__EXERCISE TASK__.
Render every line of the items below as a numbered list, omitting the blank lines.

========

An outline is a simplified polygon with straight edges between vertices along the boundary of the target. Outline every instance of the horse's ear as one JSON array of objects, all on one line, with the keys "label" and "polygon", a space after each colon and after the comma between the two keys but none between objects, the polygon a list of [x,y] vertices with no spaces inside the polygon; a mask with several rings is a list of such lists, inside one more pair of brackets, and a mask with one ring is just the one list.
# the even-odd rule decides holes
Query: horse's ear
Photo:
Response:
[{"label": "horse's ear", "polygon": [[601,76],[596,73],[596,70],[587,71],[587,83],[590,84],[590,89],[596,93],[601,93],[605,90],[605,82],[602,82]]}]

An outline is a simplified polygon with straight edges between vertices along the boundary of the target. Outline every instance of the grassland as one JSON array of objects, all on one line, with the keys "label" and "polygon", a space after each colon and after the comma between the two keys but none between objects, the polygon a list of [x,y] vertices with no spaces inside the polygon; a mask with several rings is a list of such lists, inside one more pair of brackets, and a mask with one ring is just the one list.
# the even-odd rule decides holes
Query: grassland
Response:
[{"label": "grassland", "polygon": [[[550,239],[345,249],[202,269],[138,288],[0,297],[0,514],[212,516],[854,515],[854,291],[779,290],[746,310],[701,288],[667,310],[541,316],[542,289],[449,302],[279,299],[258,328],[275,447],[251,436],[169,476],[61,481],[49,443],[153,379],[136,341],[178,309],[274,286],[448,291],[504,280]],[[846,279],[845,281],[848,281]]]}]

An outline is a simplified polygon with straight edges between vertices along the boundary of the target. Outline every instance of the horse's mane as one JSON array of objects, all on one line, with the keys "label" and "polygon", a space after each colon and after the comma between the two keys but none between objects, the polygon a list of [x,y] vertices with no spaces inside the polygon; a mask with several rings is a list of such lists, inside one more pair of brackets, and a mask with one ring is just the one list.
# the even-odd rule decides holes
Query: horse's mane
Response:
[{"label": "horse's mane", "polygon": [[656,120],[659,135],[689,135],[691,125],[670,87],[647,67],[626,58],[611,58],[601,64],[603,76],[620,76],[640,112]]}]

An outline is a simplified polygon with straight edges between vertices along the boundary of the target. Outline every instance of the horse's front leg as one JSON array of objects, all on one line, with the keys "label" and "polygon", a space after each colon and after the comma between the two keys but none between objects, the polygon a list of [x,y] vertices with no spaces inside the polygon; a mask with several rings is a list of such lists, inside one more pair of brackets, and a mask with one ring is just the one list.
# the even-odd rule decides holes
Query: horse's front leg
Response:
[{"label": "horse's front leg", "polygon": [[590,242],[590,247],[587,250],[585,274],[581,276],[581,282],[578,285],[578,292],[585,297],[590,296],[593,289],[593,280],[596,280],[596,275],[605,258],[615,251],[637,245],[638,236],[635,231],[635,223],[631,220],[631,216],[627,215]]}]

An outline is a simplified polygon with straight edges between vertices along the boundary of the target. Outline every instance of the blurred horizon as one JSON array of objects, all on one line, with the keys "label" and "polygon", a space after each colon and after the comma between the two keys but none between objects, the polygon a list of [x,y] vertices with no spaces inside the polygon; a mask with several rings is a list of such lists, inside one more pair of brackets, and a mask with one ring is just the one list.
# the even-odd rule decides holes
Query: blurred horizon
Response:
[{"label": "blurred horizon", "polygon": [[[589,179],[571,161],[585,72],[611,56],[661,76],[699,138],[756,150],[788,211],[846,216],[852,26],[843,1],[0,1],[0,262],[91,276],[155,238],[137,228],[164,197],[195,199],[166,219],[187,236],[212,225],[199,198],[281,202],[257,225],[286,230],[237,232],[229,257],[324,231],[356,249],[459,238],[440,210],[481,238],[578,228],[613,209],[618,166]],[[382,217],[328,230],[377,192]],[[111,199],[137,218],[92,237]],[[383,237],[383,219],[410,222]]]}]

========

__WRITTEN SOLUTION__.
1. An outline is a simplified polygon with straight edges between vertices along the boundary of the target. Outline every instance of the horse's ear as one JSON array of objects, all on one line, with the keys "label" and "polygon", a space after each colon and after the comma between the two keys but none between objects, the polygon a list of [x,y] vertices with no spaces inside the polygon; a mask with several rings is a list of such lists, inside one more pair of brackets, and a mask with one ring is just the one list.
2. # the even-odd rule decides holes
3. Query: horse's ear
4. Photo:
5. Response:
6. [{"label": "horse's ear", "polygon": [[601,76],[596,73],[596,70],[587,71],[587,83],[590,84],[590,89],[596,93],[601,93],[605,90],[605,82],[602,82]]}]
7. An outline is a simplified polygon with straight edges between vertices along the boundary of the target. Outline every instance of the grassland as one JSON array of objects, all on one line, with the keys "label" and "polygon", a space after each colon and after the comma between the two keys but none between objects, the polygon a list of [x,y] vertices with no spaces inside the polygon; a mask with several rings is a list of such lists, inside one more pair of brackets, and a mask with one ring is just the one list.
8. # the even-odd rule decides holes
9. Query: grassland
10. Response:
11. [{"label": "grassland", "polygon": [[[550,239],[345,249],[202,269],[138,288],[0,297],[0,514],[212,516],[854,515],[854,291],[779,290],[746,310],[701,288],[667,310],[541,316],[542,289],[449,302],[279,299],[258,328],[275,447],[251,436],[169,476],[61,481],[49,443],[153,379],[136,341],[178,309],[274,286],[448,291],[504,280]],[[846,279],[845,281],[848,281]]]}]
12. An outline is a simplified polygon with straight edges between vertices along the boundary of the target. Outline every instance of the horse's mane as one JSON array of objects, all on one line, with the keys "label" and "polygon", a space after each colon and after the comma between the two keys but none between objects, the polygon a list of [x,y] vertices with no spaces inside the polygon; a mask with several rings is a list of such lists, inside one more pair of brackets, and a mask with one ring is just the one list.
13. # the even-odd rule decides holes
14. Query: horse's mane
15. Response:
16. [{"label": "horse's mane", "polygon": [[656,120],[659,135],[689,135],[691,125],[670,87],[647,67],[626,58],[611,58],[601,64],[603,76],[620,76],[640,112]]}]
17. An outline is a simplified polygon with straight edges between vertices along the boundary of the target. Outline every instance of the horse's front leg as one JSON array of objects, all on one line, with the keys "label" and "polygon", a space after each colon and after the comma between the two keys but none between objects, the polygon a list of [x,y] vertices with no spaces inside the polygon; a mask with several rings is a list of such lists, inside one more pair of brackets, and a mask with one ring is just the one list.
18. # the even-odd rule decides holes
19. Query: horse's front leg
20. Response:
21. [{"label": "horse's front leg", "polygon": [[590,242],[590,247],[587,250],[585,274],[581,276],[581,282],[578,285],[578,292],[585,297],[590,296],[593,289],[593,280],[596,280],[596,275],[605,258],[615,251],[637,245],[638,236],[635,231],[635,223],[631,220],[631,216],[627,215]]}]
22. An outline is a simplified polygon with straight edges between vertices along the boundary of the target. Outline every instance of the blurred horizon as one JSON array of objects, all on one line, with the keys "label" and "polygon", a space after each colon and after the comma between the two keys but none between objects, the polygon a list of [x,y] vertices with no spaces inside the polygon; a mask with several rings is a list of such lists, inside one more pair of brackets, and a mask with one ring is just the one list.
23. # the even-odd rule decides holes
24. Query: blurred horizon
25. Response:
26. [{"label": "blurred horizon", "polygon": [[[589,179],[571,161],[585,72],[611,56],[661,76],[699,138],[756,150],[788,211],[846,216],[852,26],[843,1],[0,1],[0,262],[91,276],[155,238],[137,228],[164,197],[195,199],[166,219],[187,236],[212,225],[199,198],[281,202],[257,225],[286,230],[237,232],[229,257],[324,231],[356,249],[459,238],[440,210],[481,238],[578,228],[613,209],[618,166]],[[382,217],[328,230],[377,192]],[[111,199],[137,218],[92,237]],[[383,237],[383,219],[410,222]]]}]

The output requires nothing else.